Records from a dataset:

>>

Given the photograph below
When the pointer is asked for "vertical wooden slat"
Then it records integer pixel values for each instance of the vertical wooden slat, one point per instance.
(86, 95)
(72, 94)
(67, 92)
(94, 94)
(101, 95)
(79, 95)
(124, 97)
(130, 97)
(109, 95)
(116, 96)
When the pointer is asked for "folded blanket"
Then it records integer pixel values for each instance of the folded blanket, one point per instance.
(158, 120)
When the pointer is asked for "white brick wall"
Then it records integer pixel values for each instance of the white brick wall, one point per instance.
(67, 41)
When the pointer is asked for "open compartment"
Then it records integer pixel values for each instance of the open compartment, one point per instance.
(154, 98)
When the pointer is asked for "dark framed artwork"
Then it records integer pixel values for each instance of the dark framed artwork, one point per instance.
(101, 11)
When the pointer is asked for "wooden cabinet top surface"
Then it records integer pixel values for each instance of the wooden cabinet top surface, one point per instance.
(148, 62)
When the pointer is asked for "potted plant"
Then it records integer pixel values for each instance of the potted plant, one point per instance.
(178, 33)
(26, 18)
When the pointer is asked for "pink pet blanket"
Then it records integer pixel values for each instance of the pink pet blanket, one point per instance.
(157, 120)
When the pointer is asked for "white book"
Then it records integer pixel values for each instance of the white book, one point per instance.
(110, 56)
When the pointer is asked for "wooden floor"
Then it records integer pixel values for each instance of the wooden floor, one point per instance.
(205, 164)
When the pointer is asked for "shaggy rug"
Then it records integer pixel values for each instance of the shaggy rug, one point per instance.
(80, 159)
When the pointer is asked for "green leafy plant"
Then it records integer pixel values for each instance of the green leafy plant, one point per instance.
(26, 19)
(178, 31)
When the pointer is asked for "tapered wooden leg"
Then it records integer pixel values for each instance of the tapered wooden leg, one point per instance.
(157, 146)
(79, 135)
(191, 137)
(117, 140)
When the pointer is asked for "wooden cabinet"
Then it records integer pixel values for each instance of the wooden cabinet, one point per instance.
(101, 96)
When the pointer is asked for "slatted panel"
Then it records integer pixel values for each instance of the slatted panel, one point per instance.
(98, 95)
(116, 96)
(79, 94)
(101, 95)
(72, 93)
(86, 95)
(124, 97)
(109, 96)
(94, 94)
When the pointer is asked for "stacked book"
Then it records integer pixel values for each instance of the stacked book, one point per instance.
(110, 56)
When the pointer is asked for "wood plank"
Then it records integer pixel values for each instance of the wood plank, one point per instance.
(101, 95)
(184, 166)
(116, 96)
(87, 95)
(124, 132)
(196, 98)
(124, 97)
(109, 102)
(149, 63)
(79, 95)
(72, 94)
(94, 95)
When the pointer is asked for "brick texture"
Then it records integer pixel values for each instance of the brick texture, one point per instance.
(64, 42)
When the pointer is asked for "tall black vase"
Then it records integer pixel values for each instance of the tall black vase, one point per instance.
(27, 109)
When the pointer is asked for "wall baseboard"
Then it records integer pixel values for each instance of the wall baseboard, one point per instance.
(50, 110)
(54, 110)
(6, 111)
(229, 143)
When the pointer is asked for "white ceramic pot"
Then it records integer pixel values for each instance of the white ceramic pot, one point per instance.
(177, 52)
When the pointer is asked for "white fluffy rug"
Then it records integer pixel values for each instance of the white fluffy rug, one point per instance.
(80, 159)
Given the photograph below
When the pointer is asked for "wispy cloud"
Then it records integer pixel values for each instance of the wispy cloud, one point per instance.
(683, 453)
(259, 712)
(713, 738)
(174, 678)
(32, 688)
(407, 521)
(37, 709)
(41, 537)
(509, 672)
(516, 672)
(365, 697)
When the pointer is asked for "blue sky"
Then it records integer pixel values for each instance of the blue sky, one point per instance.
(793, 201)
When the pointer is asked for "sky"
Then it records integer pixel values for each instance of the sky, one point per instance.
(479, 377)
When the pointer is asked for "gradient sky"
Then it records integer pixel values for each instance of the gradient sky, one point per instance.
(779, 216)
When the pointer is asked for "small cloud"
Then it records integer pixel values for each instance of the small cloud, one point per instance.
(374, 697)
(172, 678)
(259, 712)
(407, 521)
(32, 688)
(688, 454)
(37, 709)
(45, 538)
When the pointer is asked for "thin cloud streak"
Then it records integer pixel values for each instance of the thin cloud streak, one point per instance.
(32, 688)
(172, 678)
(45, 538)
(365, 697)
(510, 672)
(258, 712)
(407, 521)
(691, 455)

<<

**AIM**
Print the records above exactly as they appear.

**TASK SOLUTION**
Given the photograph below
When the pointer is asked for "vertical wooden slat"
Then it records integer pixel values for each instance of the vertical wooden slat, one point per instance.
(86, 95)
(72, 94)
(67, 92)
(94, 94)
(101, 95)
(79, 95)
(124, 97)
(130, 97)
(109, 95)
(116, 96)
When the pointer is asked for "folded blanket"
Then it records integer pixel values for each instance of the folded blanket, one point per instance.
(158, 120)
When the pointer is asked for "white brick wall"
Then it records integer pixel values for each instance of the white brick wall, one point per instance.
(67, 41)
When the pointer is asked for "open compartment"
Then it records integer pixel values for each instance of the open compartment, one point per instance.
(154, 98)
When the pointer is asked for "dark framed artwork"
Then it records integer pixel values for each instance of the dark framed artwork, one point per instance.
(101, 11)
When the pointer is asked for "wooden cabinet top surface"
Then it records integer pixel values for each instance of the wooden cabinet top surface, one point per instance.
(148, 62)
When the pointer is asked for "potted plant"
Then it records integer pixel values for each instance of the potted plant, one point per instance.
(178, 33)
(26, 18)
When the pointer is asked for "pink pet blanket"
Then it records integer pixel values for each instance of the pink pet blanket, one point per instance.
(157, 120)
When the pointer is asked for "white book"
Then it records integer pixel values for each instance of the white book, one point per instance.
(110, 56)
When the pointer is asked for "wooden floor"
Then it records integer pixel values for each instance of the wooden floor, one point per instance.
(205, 164)
When the pointer is asked for "shaggy rug"
Then it records integer pixel values for each instance of the shaggy rug, one point per instance.
(80, 159)
When the pointer is asked for "green leafy plant"
Then it records integer pixel values for each instance of the green leafy plant, one point per instance.
(26, 19)
(178, 31)
When the pointer is asked for "tapered wooden leg"
Then it records integer pixel values for each instance of the tapered wooden leg, one point per instance.
(157, 146)
(79, 135)
(191, 137)
(117, 140)
When the pointer is asked for "wooden cabinet"
Then it records integer pixel values for each instance of the wooden cabinet, one point per instance.
(101, 96)
When the pointer is asked for "slatted panel"
Then it records integer pixel values for each instance of the slatted panel, one point per instance.
(98, 95)
(116, 96)
(79, 94)
(101, 95)
(72, 93)
(86, 95)
(124, 97)
(109, 96)
(94, 94)
When the pointer is asked for "stacked book"
Then it records integer pixel values for each instance of the stacked book, one point per instance.
(110, 56)
When the pointer is asked for "wood plank"
Then it records integer pixel values for each instance of the wood plank, one point per instance.
(101, 95)
(184, 166)
(116, 96)
(87, 95)
(124, 132)
(196, 98)
(124, 97)
(109, 102)
(149, 63)
(79, 95)
(72, 94)
(94, 95)
When the pointer is asked for "brick texture"
Then it records integer pixel values for each instance of the brick texture, one point per instance.
(64, 42)
When the pointer is asked for "tall black vase"
Then it records integer pixel values for each instance of the tall black vase, one point per instance.
(27, 109)
When the pointer is asked for "wall baseboard"
Then it records integer pixel values for each instance of the wall baseboard, one point per instance.
(50, 110)
(54, 110)
(6, 111)
(229, 143)
When the pointer is asked for "white ceramic pot"
Then it records integer pixel values for each instance of the white ceramic pot, one point per instance.
(177, 52)
When the pointer is asked for "white fluffy rug"
Then it records integer pixel values for each instance of the white fluffy rug, one point per instance.
(80, 159)
Given the photograph below
When the pointer is asked for "wispy cloud"
Then it records integer pixel values for each instance of the wispy cloud, one point per instance.
(683, 453)
(259, 712)
(713, 738)
(174, 678)
(32, 688)
(407, 521)
(37, 709)
(41, 537)
(509, 672)
(516, 672)
(365, 697)
When the pointer is asked for "blue sky"
Then it records integer pixel values for each instance of the blue sky, one point per instance.
(793, 201)
When the pointer is asked for "sky"
Then it records integer pixel values for each instance of the sky, one point per instance.
(479, 377)
When the pointer is asked for "gradient sky"
Then it records integer pixel values for each instance of the gradient sky, one point per instance.
(779, 216)
When the pointer is asked for "small cloud"
Then it records integer pixel values for each instance of the small cloud, one point per instance.
(374, 697)
(172, 678)
(259, 712)
(407, 521)
(32, 688)
(688, 454)
(37, 709)
(45, 538)
When the pointer is asked for "thin cloud streak"
Then it records integer pixel values for each instance of the thin cloud streak, one point per instance.
(32, 688)
(172, 678)
(45, 538)
(365, 697)
(510, 672)
(258, 712)
(407, 521)
(691, 455)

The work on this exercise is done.